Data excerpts
______
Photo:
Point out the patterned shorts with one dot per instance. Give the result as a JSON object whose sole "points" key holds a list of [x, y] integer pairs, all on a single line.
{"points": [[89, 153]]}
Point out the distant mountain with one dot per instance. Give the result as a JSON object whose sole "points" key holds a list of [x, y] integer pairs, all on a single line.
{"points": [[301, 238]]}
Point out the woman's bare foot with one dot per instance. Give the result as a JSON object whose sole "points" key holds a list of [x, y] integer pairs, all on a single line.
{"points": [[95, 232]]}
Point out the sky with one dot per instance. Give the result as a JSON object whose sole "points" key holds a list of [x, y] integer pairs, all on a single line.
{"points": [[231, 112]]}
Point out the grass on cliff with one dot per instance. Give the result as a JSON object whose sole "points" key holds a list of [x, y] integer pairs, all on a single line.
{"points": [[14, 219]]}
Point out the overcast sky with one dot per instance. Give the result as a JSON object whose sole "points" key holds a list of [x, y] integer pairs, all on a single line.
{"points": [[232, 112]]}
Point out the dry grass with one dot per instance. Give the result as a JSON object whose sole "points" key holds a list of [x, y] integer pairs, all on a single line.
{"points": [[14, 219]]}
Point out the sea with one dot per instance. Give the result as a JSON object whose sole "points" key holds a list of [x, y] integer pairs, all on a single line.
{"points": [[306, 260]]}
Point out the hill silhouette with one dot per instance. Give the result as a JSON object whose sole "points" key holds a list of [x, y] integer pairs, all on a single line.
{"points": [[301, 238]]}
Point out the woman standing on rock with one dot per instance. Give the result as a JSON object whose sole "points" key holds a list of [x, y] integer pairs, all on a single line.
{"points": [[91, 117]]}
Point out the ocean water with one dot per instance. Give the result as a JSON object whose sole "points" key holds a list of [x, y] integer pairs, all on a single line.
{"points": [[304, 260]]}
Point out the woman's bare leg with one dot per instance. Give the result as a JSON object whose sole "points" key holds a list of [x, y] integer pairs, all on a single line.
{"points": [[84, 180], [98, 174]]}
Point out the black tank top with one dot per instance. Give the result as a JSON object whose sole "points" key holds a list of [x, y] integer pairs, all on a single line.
______
What is required:
Transcribe all of the lines in the records precisely.

Result of this exercise:
Photo:
Point out the patterned shorts with one dot per instance. Give the result as a JSON object whose sole "points" key holds a list of [x, y] integer pairs, all on a single line.
{"points": [[89, 153]]}
Point out the distant mountain with one dot per instance. Give the result as a JSON object whose sole "points" key holds a list of [x, y] integer pairs, all on a single line.
{"points": [[301, 238]]}
Point out the woman's bare foot with one dot per instance. Give the result as a JSON object whose sole "points" key holds a list of [x, y] integer pairs, all on a single line.
{"points": [[95, 232]]}
Point out the sky with one dot per instance. Give the result as a JSON object whose sole "points" key holds a list of [x, y] integer pairs, all on a single line.
{"points": [[231, 112]]}
Point out the grass on cliff with one dot per instance. Give the result as a JSON object whose sole "points" key holds a list of [x, y] integer pairs, all on a single line.
{"points": [[14, 219]]}
Point out the overcast sky with one dot per instance. Give the result as a JSON object whose sole "points" key holds a list of [x, y] integer pairs, all on a single line.
{"points": [[232, 112]]}
Point out the dry grass with one dot per instance. Give the result as a JSON object whose sole "points" key holds a list of [x, y] integer pairs, all on a single line.
{"points": [[14, 219]]}
Point out the sea with one dot per instance. Give the result as a JSON object whose sole "points" key holds a list of [x, y] integer pairs, all on a single line.
{"points": [[306, 260]]}
Point out the hill silhouette with one dot per instance. Give the result as a JSON object whose sole "points" key holds a list of [x, y] integer pairs, all on a single line.
{"points": [[301, 238]]}
Point out the woman standing on rock with one dot per instance. Give the result as a JSON object whose sole "points" key holds a list of [x, y] integer pairs, all on a single line.
{"points": [[91, 117]]}
Point out the ocean water with one dot per instance. Give the result as a JSON object whose sole "points" key holds a list of [x, y] integer pairs, all on a single line.
{"points": [[304, 260]]}
Point out the woman's bare leg with one dot per instance. Give the result as a JSON object whose sole "points" key holds a list of [x, y] integer pairs, all on a single line.
{"points": [[84, 180], [98, 174]]}
Point out the black tank top with one dot per instance. Give the result as a JSON object whose sole "points" key holds a list of [x, y] integer pairs, all on a single line.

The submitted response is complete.